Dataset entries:
* * *
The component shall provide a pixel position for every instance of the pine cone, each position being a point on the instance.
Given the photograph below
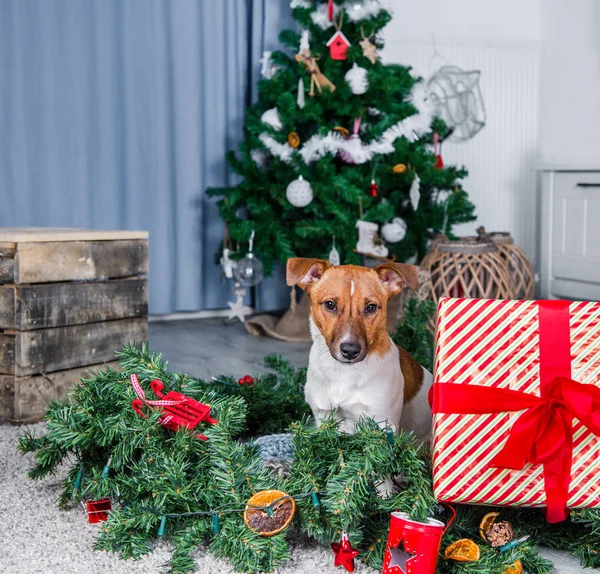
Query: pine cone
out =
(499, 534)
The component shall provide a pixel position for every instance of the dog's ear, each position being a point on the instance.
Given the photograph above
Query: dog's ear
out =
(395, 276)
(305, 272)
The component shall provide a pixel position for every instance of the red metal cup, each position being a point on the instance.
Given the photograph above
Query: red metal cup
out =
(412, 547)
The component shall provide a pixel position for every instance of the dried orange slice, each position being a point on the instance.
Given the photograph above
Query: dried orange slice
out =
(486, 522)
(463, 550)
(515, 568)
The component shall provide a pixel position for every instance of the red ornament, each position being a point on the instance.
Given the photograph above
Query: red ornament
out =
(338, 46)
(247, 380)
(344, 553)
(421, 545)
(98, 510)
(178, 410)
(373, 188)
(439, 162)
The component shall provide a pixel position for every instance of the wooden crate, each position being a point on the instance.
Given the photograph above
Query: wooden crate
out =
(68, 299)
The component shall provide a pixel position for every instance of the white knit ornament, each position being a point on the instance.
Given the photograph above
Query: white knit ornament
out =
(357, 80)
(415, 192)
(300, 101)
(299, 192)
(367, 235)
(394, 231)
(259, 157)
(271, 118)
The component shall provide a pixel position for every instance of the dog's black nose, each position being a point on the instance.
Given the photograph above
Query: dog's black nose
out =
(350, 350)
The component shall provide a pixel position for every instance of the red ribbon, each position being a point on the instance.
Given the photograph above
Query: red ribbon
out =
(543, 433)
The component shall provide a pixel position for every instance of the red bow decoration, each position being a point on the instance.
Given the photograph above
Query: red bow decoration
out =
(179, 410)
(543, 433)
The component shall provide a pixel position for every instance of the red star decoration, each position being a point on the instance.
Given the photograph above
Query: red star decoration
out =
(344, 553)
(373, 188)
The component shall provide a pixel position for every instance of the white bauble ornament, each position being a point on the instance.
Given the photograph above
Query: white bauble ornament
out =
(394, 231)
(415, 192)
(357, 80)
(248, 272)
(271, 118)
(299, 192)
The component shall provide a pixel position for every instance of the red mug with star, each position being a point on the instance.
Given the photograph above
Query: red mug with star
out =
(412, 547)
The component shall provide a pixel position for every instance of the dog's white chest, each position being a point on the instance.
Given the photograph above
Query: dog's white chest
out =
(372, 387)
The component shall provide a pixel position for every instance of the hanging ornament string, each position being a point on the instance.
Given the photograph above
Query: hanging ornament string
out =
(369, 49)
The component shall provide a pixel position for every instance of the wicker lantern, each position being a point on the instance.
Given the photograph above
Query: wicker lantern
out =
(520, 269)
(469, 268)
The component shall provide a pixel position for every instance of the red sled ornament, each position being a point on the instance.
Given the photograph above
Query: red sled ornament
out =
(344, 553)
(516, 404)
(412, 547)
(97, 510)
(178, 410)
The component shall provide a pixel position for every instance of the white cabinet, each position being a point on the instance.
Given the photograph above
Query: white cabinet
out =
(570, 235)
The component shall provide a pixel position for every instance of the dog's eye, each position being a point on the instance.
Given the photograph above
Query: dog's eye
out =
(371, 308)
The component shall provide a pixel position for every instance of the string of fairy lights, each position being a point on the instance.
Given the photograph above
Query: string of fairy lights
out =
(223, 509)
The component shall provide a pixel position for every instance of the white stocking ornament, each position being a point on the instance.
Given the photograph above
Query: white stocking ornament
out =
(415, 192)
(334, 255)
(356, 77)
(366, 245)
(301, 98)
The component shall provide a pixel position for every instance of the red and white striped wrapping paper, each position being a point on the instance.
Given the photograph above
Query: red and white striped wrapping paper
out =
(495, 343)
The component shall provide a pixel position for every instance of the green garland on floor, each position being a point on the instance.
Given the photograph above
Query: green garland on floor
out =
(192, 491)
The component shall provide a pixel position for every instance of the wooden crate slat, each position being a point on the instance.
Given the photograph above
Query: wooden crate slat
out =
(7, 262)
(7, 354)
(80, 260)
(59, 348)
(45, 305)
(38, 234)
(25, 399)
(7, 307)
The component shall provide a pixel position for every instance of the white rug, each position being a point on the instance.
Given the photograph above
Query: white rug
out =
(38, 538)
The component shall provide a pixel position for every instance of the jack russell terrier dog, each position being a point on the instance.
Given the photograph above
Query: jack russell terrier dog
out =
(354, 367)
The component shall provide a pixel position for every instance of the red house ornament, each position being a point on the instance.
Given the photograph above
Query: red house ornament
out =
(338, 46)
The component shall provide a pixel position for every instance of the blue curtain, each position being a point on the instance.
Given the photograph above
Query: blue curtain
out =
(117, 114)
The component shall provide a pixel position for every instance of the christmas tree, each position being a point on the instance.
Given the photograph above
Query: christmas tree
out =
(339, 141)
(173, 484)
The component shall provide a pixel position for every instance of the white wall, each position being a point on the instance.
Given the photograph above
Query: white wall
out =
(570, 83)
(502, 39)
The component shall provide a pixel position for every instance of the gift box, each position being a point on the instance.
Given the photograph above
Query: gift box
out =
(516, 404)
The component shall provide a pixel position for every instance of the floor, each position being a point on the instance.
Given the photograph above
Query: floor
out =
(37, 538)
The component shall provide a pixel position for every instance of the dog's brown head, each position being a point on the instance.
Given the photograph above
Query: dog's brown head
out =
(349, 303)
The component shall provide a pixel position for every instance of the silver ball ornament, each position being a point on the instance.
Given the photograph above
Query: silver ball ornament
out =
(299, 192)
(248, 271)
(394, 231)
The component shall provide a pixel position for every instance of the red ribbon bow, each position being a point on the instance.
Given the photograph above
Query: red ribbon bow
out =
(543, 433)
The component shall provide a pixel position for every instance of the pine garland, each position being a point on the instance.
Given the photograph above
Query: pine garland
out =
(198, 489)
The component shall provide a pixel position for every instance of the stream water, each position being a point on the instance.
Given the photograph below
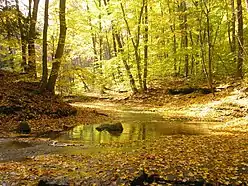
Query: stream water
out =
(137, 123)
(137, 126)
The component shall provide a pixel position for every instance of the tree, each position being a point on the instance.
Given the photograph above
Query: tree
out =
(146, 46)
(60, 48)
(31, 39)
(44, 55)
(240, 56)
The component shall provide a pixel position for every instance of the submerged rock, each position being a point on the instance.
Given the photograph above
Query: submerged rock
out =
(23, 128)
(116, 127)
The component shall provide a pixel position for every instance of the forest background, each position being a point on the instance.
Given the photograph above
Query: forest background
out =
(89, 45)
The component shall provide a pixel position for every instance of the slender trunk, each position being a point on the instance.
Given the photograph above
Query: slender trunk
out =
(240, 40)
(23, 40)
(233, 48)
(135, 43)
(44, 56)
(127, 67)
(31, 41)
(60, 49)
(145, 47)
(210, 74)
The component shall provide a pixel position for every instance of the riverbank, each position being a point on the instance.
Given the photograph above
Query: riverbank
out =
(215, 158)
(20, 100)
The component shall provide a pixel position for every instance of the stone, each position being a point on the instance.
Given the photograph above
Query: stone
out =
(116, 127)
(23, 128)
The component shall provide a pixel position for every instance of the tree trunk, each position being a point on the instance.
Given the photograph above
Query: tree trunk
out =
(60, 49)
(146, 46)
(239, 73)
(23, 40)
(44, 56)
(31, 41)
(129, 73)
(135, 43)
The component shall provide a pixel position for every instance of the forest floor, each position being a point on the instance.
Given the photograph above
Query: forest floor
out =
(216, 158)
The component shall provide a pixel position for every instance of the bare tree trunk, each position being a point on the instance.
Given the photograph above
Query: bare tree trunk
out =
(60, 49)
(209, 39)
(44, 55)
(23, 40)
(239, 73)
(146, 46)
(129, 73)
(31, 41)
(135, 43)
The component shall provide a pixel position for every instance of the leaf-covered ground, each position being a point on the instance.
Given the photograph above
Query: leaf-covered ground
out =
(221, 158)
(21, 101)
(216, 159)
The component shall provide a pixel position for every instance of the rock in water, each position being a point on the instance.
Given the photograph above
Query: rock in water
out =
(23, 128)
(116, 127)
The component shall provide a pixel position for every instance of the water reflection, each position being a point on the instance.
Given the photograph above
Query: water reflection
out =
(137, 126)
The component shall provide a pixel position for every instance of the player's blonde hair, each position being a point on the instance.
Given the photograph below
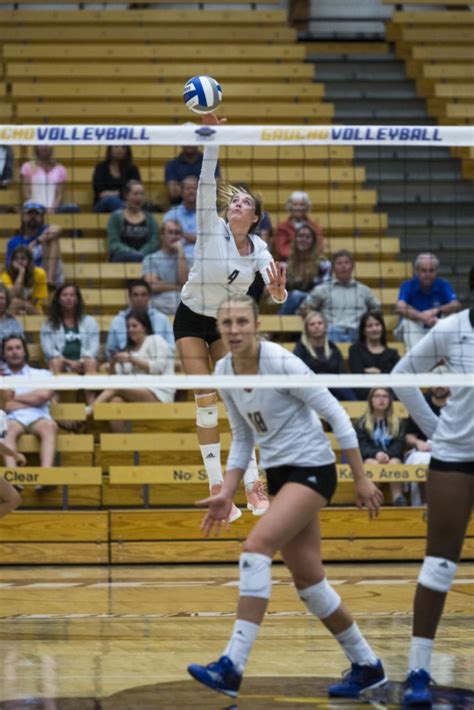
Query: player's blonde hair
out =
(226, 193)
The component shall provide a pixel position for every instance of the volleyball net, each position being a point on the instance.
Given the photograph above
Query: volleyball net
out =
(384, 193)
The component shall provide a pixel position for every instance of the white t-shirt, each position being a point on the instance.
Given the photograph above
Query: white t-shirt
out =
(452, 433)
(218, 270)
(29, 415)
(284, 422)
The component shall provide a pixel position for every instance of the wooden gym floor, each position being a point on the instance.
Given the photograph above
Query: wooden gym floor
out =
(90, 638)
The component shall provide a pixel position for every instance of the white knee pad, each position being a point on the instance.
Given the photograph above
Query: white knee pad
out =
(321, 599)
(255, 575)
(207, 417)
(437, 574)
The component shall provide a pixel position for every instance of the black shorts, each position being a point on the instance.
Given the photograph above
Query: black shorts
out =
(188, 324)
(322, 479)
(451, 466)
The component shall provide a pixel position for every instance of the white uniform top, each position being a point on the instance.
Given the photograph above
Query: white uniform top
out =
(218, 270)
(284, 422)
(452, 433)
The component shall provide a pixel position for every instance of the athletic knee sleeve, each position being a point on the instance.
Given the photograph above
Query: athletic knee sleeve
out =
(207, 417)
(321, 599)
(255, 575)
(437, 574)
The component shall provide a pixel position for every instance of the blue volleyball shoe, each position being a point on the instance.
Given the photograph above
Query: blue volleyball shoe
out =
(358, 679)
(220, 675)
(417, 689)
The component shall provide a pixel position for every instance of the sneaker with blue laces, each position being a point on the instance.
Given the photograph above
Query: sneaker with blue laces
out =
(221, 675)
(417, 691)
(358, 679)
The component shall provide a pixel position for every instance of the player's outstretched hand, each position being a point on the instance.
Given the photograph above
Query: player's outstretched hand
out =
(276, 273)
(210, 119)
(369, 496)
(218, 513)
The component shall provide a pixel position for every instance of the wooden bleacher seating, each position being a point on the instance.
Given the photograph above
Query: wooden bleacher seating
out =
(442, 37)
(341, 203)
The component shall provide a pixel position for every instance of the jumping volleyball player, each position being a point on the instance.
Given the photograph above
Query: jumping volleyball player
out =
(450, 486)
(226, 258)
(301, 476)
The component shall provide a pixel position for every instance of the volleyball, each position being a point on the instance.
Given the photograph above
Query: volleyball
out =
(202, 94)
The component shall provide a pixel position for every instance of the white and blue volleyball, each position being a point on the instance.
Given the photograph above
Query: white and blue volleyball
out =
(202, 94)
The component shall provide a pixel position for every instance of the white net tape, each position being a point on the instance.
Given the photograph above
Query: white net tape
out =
* * *
WHAT YOU SHOULD DO => Copy out the lines above exactly, beginning at the one that contains "Query: gift box" and ending at the one that contains "the dog's brown".

ANSWER BELOW =>
Query: gift box
out =
(516, 404)
The component shall provide a pixel position for every instance of the floor, each position being a point on the instance.
Given the photograph above
Query: floor
out =
(37, 538)
The component shall provide a pixel position for every instance of the dog's brown head, each position being a point on the instance.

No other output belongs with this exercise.